Copy word for word the passage of the text on the AACTA supporting actor award that runs from "The award was" to "the current one.".

DOCUMENT SEGMENT:
__________________________________________________

- Country: Australia
- Presented by: Australian Academy of Cinema and Television Arts (AACTA)
- First award: 2000
- Currently held by: Thomas Weatherall, Heartbreak High (2022)
- Website: http://www.aacta.org

= AACTA Award for Best Guest or Supporting Actor in a Television Drama =

Australian television award

The AACTA Award for Best Guest or Supporting Actor in a Television Drama is an accolade given by the Australian Academy of Cinema and Television Arts (AACTA), a non-profit organisation whose aim is to "identify, award, promote and celebrate Australia's greatest achievements in film and television." The award is handed out at the annual AACTA Awards, which rewards achievements in feature film, television, documentaries and short films. From 2000 to 2010, the category was presented by the Australian Film Institute (AFI), the Academy's parent organisation, at the annual Australian Film Institute Awards (known as the AFI Awards). When the AFI launched the Academy in 2011, it changed the annual ceremony to the AACTA Awards, with the current prize being a continuum of the AFI Award for Best Guest or Supporting Actor in a Television Drama.

The award was first presented in 2000 as Best Performance by an Actor in a Guest Role in a Television Drama Series until 2002, when the title was changed to Best Guest or Supporting Actor in a Television Drama. In the following year, the title was changed to Best Actor in a Supporting or Guest Role in a Television Drama or Comedy. By 2006, a separate comedy accolade was established, and the name changed to the current one.

The AACTA Award for Best Guest or Supporting Actor in a Television Drama is given for performances in television drama series, miniseries, telefeature, children's animation or children's drama series. Candidates for this award must be human and male, and cannot be nominated for best lead actor in a television drama in the same year, for the same production. Damon Herriman has received four nominations, more than any other actor, winning one in 2016.

__________________________________________________

COLLECTED MATERIAL:
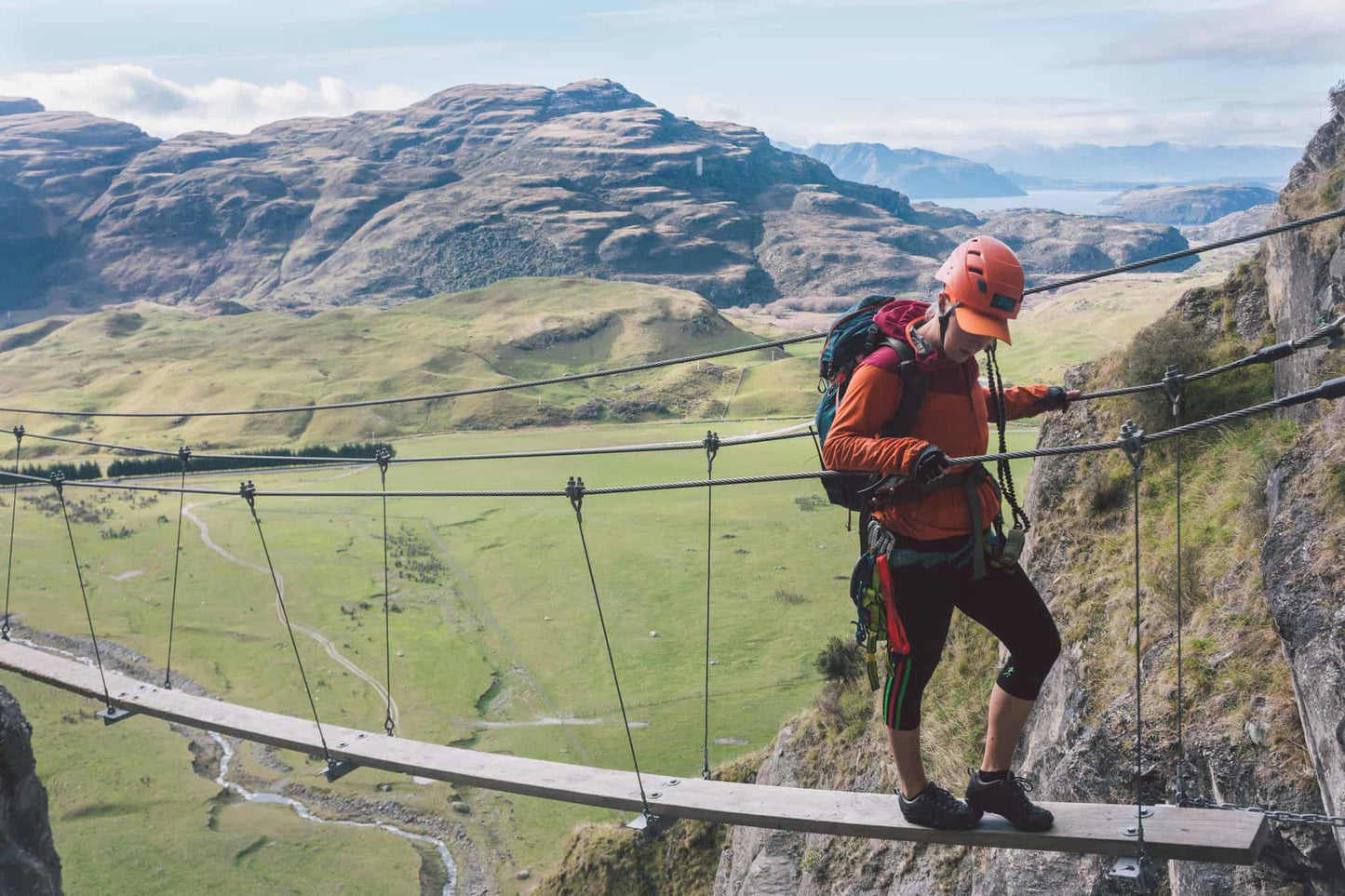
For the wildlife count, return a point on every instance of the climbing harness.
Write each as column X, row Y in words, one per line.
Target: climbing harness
column 184, row 456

__________________________________________________

REPLY:
The award was first presented in 2000 as Best Performance by an Actor in a Guest Role in a Television Drama Series until 2002, when the title was changed to Best Guest or Supporting Actor in a Television Drama. In the following year, the title was changed to Best Actor in a Supporting or Guest Role in a Television Drama or Comedy. By 2006, a separate comedy accolade was established, and the name changed to the current one.